> What you will do
[1] In the DNA replication article, which cellular component stays stable during replication?
[2] Rewrite the DNA replication article's paragraph beginning "Scientists were able to watch the replication" as a short list of its main facts.

When excited by laser beams, proteins inside jellyfish glow a bright fluorescent light. Photo by University of York
June 27 (UPI) -- Scientists have developed a more effective way to highlight and watch the molecular machinery inside a cell. Using fluorescent biomarkers, researchers successfully observed the replication of DNA inside a bacteria cell.
Researchers assumed the bacteria cell would divide like most others, slowly making a copy of every cellular component -- including DNA -- inside the cell wall before dividing and dislodging the replica.
When researchers watched the process in real-time, they observed a more complex and seemingly disjointed order of events. The findings showed only one cellular component, DnaB helicase, remains stable during the process. The enzyme serves as a molecular anchor for the replication process.
"Our data challenges the widely-accepted semi-discontinuous model of chromosomal replication, instead supporting a fully discontinuous mechanism in which synthesis of both leading and lagging strands is frequently interrupted," researchers wrote in their paper, published this week in the journal eLife.
Scientists were able to watch the replication using proteins found inside jellyfish. Researchers engineered bacteria cells with the fluorescent proteins attached to important molecular machinery. When laser beams are focused on the cells, the scientists were able to watch the movements of the molecular machinery during the genetic replication.

> Excerpted records

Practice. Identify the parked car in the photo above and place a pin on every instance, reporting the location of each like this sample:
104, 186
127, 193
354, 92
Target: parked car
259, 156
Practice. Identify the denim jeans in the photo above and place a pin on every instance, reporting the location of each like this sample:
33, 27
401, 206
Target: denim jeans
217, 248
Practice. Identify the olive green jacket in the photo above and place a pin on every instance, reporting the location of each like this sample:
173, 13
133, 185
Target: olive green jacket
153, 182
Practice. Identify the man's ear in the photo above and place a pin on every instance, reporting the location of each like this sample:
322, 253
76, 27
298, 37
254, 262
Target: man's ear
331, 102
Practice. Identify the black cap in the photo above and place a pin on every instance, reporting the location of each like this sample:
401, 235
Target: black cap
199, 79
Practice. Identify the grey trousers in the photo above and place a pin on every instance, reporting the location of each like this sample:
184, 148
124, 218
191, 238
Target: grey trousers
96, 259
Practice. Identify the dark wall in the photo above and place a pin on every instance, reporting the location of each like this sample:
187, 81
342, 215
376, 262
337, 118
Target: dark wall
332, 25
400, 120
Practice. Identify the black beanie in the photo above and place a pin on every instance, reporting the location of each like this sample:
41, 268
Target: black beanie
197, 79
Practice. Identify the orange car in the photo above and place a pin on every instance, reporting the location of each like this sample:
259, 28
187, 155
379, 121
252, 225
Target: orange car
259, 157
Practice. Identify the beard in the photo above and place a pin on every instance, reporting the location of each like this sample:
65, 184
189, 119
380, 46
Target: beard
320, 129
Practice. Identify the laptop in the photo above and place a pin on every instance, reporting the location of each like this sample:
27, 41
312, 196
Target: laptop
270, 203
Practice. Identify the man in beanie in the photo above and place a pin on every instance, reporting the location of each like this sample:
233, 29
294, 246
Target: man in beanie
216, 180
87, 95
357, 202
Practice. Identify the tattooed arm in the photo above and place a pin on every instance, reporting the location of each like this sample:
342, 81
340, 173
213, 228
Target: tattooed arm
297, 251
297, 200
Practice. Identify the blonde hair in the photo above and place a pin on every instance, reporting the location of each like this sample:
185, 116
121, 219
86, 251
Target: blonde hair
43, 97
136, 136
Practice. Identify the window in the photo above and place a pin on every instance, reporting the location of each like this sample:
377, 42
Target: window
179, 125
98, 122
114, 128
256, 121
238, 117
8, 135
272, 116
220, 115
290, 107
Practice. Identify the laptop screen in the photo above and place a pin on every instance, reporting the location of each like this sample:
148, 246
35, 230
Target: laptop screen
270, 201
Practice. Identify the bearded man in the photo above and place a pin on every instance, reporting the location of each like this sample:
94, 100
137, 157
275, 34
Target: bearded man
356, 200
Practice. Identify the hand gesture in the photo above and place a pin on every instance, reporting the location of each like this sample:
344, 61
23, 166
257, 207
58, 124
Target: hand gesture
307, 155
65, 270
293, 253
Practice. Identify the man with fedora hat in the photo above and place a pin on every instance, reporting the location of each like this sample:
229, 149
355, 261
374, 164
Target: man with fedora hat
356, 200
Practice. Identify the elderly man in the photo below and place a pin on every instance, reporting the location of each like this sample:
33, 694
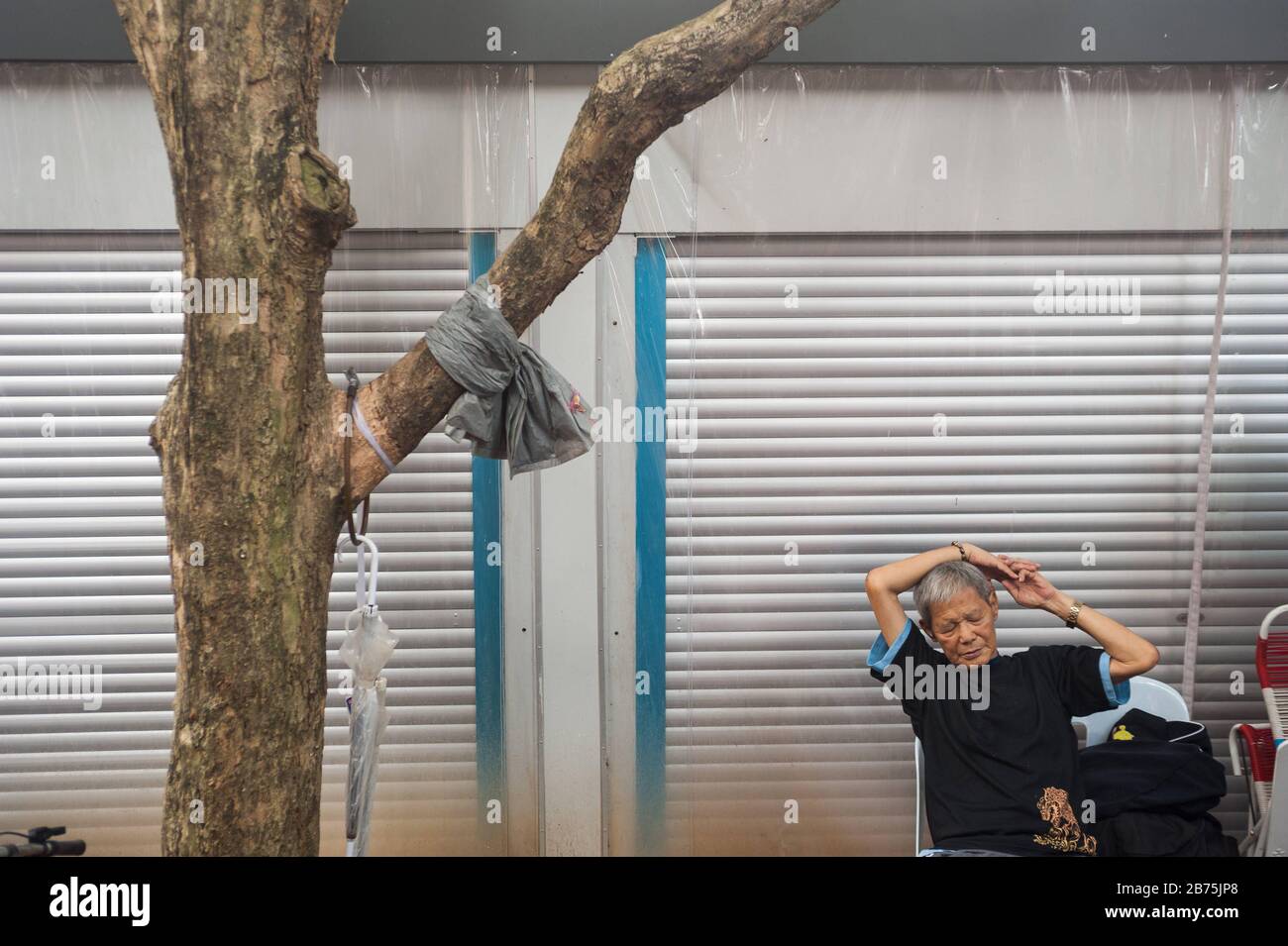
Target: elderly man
1001, 771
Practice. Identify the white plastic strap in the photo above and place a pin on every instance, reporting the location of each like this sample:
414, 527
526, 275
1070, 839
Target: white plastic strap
361, 424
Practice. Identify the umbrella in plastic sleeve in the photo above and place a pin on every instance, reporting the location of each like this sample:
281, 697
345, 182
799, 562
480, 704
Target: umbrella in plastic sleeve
368, 646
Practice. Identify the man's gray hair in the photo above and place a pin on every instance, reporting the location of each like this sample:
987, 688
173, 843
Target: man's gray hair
944, 581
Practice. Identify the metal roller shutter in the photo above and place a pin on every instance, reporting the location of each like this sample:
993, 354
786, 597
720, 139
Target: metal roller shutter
82, 568
815, 433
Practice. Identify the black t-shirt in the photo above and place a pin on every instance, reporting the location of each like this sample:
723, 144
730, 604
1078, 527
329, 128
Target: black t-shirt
1003, 777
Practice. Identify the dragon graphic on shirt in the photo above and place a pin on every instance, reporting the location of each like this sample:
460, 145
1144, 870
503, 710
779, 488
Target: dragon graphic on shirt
1065, 833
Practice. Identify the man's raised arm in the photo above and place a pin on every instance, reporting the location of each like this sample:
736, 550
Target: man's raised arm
887, 581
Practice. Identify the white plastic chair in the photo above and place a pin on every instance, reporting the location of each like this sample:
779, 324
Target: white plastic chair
1151, 695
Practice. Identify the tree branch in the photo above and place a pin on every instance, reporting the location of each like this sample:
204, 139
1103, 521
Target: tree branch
640, 94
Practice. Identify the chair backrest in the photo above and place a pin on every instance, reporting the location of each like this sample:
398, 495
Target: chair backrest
1273, 671
1252, 753
1151, 695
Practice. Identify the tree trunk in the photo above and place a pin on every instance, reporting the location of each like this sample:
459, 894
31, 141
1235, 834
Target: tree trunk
250, 434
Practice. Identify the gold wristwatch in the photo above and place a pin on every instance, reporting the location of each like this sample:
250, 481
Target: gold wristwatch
1072, 620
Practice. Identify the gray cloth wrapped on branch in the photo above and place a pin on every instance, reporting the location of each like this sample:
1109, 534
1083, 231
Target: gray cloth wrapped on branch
515, 404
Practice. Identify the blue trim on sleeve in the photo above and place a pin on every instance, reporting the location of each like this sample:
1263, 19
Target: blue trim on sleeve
881, 653
1117, 693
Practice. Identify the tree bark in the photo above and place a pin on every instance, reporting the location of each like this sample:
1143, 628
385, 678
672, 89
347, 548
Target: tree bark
250, 434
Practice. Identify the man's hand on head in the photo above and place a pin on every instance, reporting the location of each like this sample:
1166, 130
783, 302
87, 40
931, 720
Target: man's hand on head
1031, 588
1000, 568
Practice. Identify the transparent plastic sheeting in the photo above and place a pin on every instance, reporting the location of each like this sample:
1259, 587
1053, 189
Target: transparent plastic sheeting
86, 227
901, 306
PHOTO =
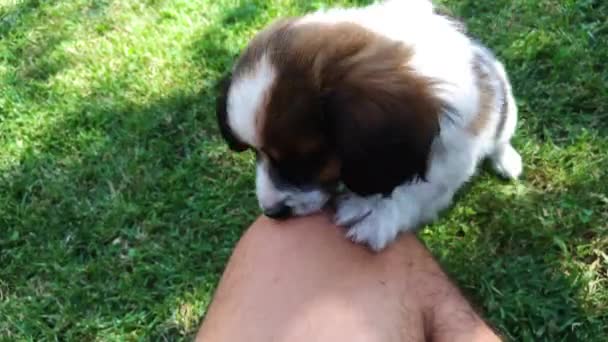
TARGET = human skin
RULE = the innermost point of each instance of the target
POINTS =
(301, 280)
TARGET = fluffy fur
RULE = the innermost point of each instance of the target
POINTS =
(394, 101)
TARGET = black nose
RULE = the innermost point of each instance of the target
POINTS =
(278, 212)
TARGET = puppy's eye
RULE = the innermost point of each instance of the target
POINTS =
(300, 170)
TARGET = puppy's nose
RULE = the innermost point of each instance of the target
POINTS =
(278, 212)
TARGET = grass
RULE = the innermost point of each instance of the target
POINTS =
(119, 203)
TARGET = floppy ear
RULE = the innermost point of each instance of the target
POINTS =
(383, 130)
(222, 115)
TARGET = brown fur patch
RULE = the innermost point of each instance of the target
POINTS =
(344, 103)
(487, 97)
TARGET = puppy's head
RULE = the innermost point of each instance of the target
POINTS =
(324, 104)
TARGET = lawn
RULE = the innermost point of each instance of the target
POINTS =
(119, 203)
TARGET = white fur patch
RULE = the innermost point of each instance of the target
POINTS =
(245, 99)
(269, 195)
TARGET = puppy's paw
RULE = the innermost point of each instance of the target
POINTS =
(352, 209)
(368, 221)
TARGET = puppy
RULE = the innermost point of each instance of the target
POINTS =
(393, 103)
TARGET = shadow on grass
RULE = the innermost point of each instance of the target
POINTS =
(513, 255)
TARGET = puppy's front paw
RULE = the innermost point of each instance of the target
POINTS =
(368, 221)
(352, 209)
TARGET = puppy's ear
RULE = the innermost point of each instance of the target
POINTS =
(222, 115)
(383, 129)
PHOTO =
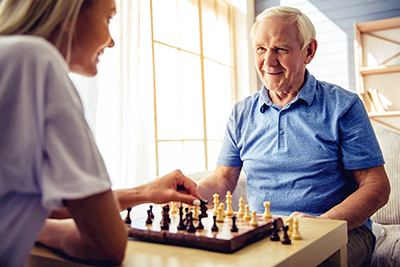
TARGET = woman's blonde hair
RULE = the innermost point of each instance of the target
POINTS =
(54, 20)
(306, 30)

> Exercise responses
[1] DnaB helicase

[2]
- Proteins found inside jellyfish made it possible to watch the replication.
- Bacteria cells were engineered with these fluorescent proteins attached to important molecular machinery.
- Laser beams focused on the cells let scientists watch the machinery move during genetic replication.